----- Provided records -----

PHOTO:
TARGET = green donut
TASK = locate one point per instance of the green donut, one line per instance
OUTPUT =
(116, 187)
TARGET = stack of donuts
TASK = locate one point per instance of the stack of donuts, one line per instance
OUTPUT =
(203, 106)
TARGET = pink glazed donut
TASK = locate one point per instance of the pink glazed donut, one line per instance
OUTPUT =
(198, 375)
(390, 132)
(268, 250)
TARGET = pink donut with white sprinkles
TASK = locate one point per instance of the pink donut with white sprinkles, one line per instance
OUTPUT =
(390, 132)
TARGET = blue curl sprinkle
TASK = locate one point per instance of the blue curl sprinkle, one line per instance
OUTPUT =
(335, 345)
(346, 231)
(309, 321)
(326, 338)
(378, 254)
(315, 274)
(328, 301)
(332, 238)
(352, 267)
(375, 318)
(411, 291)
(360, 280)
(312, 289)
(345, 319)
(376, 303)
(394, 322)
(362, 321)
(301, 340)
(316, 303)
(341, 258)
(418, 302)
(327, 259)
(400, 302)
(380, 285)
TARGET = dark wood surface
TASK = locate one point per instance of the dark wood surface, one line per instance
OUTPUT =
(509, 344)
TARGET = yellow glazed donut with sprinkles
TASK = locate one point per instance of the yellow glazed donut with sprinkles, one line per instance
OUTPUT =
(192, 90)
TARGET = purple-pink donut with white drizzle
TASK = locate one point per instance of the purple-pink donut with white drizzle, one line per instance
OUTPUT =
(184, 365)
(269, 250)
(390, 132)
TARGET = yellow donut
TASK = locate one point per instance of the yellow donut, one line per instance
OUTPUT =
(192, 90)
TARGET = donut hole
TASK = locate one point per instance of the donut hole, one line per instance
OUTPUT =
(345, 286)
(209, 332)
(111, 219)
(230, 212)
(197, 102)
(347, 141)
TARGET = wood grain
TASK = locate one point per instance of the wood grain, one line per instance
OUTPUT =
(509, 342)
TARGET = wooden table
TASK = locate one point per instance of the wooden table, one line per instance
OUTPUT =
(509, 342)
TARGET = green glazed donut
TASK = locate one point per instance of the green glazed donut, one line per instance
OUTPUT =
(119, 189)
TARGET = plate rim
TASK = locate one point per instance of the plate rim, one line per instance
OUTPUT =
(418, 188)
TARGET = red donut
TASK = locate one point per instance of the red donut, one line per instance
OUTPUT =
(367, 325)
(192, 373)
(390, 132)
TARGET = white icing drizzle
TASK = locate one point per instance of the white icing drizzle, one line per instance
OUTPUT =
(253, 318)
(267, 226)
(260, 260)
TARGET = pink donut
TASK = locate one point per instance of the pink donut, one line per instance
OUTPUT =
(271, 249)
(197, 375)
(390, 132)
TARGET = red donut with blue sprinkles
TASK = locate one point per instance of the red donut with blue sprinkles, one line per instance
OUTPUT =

-----

[To do] Please copy every line of the entries above verbatim, from the first line to the last.

[Answer to this exercise]
PHOTO:
TARGET = green donut
TASK = locate one point per instance of the green donut, one line per instance
OUTPUT =
(116, 187)
TARGET = stack of donuts
TASK = locate one point per instance of the stack of donuts, one line per instance
OUTPUT =
(203, 106)
TARGET = pink glazed donut
TASK = locate one point per instance of the pink glazed donut, one line per instance
OUTPUT =
(198, 375)
(390, 132)
(268, 250)
TARGET = pink donut with white sprinkles
TASK = locate one point per instance of the pink donut with white sprinkles, one line per instance
OUTPUT =
(390, 132)
TARGET = blue curl sprinkle
TASK = locate one point per instance of the blue curl sprinkle, one line per instance
OUTPUT =
(335, 345)
(346, 231)
(309, 321)
(326, 338)
(378, 254)
(315, 274)
(328, 301)
(332, 238)
(352, 267)
(375, 318)
(411, 291)
(360, 280)
(312, 289)
(345, 319)
(376, 303)
(394, 322)
(362, 321)
(301, 340)
(316, 303)
(341, 258)
(418, 302)
(327, 259)
(400, 302)
(380, 285)
TARGET = dark wood surface
TASK = locate one point per instance of the dark wood surface, one line per instance
OUTPUT =
(509, 344)
TARGET = yellow glazed donut with sprinkles
TASK = locate one point per instance of the yellow glazed donut with sprinkles, one line per instance
OUTPUT =
(192, 90)
TARGET = purple-pink donut with white drizzle
TASK = locate one point per instance of the purple-pink donut with white drizzle, one line per instance
OUTPUT =
(184, 365)
(269, 250)
(390, 132)
TARGET = yellow donut
TASK = locate one point per instance of the yellow donut, one line per instance
OUTPUT =
(192, 90)
TARGET = donut hole
TASK = locate one point per instance of the donut hole, one line per instance
OUTPUT =
(345, 286)
(209, 332)
(111, 219)
(230, 212)
(197, 102)
(347, 141)
TARGET = wood grain
TASK = locate one point per instance of the wood grain, one line per instance
OUTPUT =
(509, 342)
TARGET = wooden table
TASK = locate one point per instance of the wooden table, one line per instance
OUTPUT =
(509, 342)
TARGET = green glazed donut
TASK = locate one point per instance of the green glazed donut, one line per instance
OUTPUT =
(119, 189)
TARGET = plate rim
TASK = locate one point per instance of the plate rim, one line per instance
OUTPUT =
(418, 188)
TARGET = red donut
TASK = locate one point per instance of the red donut, one line per instance
OUTPUT =
(367, 325)
(192, 373)
(390, 132)
TARGET = white icing drizzle
TASK = locate one point per instance of the white icing drizzle, one line per instance
OUTPUT =
(253, 318)
(267, 226)
(260, 260)
TARGET = pink donut
TASK = locate one point per instance of the pink donut, one line per instance
OUTPUT =
(271, 249)
(197, 375)
(390, 132)
TARGET = red donut with blue sprinkles
TASK = locate one point per instance of the red donut with blue sprinkles, one line per instance
OUTPUT =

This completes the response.